= Set task =
Please reproduce verbatim only the lines of the listing running from the line that contains "of the jacket" through the end of the listing, with both of those end lines included.

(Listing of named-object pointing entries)
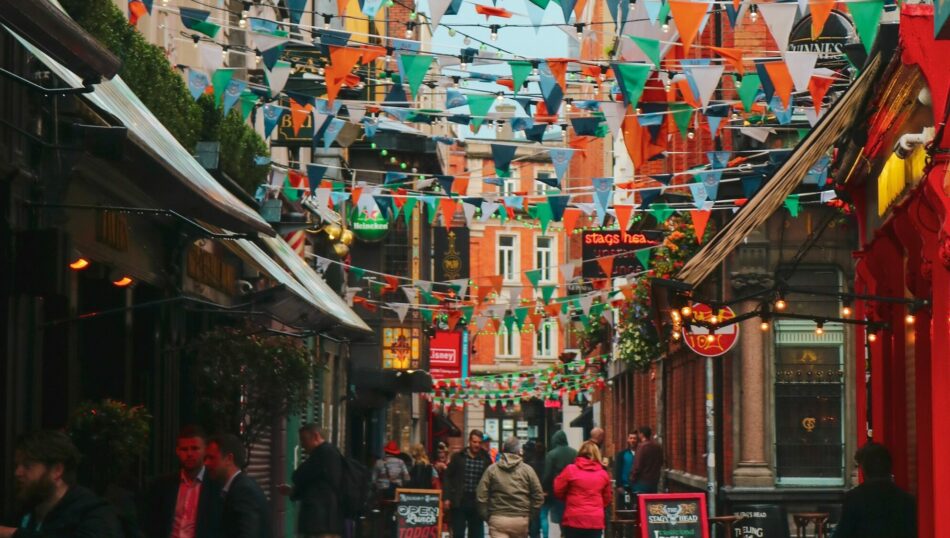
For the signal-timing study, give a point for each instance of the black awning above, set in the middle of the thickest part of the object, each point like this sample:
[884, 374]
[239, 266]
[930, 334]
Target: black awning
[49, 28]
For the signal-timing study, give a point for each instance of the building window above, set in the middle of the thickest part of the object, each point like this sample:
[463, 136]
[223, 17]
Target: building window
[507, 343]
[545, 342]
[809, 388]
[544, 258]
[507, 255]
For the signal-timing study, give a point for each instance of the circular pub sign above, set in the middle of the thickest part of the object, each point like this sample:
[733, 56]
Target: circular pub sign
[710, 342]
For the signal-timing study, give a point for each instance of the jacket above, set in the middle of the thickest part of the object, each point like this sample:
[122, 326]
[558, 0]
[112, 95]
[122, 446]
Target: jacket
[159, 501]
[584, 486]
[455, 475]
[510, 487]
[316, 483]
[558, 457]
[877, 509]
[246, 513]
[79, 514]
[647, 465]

= Written response =
For the signal-timing study, give a point for each instance of the jacket above, set in the middle of the thickest part of the object, each point like this sample:
[122, 326]
[558, 0]
[112, 95]
[122, 446]
Target: jacket
[159, 501]
[584, 486]
[455, 475]
[510, 487]
[316, 483]
[558, 457]
[877, 509]
[246, 513]
[79, 514]
[647, 465]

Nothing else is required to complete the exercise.